阅读文本 -
══════════
如何用Python爬虫抓取网页内容?

比如新浪,QQ等

2024年12月05日 00:25

有2个网友回答

网友（1）：

爬虫流程
其实把网络爬虫抽象开来看，它无外乎包含如下几个步骤
模拟请求网页。模拟浏览器，打开目标网站。
获取数据。打开网站之后，就可以自动化的获取我们所需要的网站数据。
保存数据。拿到数据之后，需要持久化到本地文件或者数据库等存储设备中。
那么我们该如何使用 Python 来编写自己的爬虫程序呢，在这里我要重点介绍一个 Python 库：Requests。
Requests 使用
Requests 库是 Python 中发起 HTTP 请求的库，使用非常方便简单。
模拟发送 HTTP 请求
发送 GET 请求
当我们用浏览器打开豆瓣首页时，其实发送的最原始的请求就是 GET 请求
import requests
res = requests.get('http://www.douban.com')
print(res)
print(type(res))
>>>

网友（2）：

首先,你要安装requests和BeautifulSoup4,然后执行如下代码.

import requests
from bs4 import BeautifulSoup

iurl = 'http://news.sina.com.cn/c/nd/2017-08-03/doc-ifyitapp0128744.shtml'

res = requests.get(iurl)
══════════
存储数据 -

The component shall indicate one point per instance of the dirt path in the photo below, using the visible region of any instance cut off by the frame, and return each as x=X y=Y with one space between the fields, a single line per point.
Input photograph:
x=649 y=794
══════════
作业要求 -
1. 请把Python爬虫帖中以“首先,你要安装”开头的那段话改写得更简短，并保留其主要信息。
2. 请从Python爬虫帖中摘录一段原文，从“那么我们该如何使用 Python 来编写自己的爬虫程序呢，在这里我要重点介绍一个”起，到“res = requests.get('http://www.douban.com')”为止，并包含这一结尾部分。

各题答案 -
1. 先安装requests和BeautifulSoup4，再运行下面的代码。

2.
那么我们该如何使用 Python 来编写自己的爬虫程序呢，在这里我要重点介绍一个 Python 库：Requests。
Requests 使用
Requests 库是 Python 中发起 HTTP 请求的库，使用非常方便简单。
模拟发送 HTTP 请求
发送 GET 请求
当我们用浏览器打开豆瓣首页时，其实发送的最原始的请求就是 GET 请求
import requests
res = requests.get('http://www.douban.com')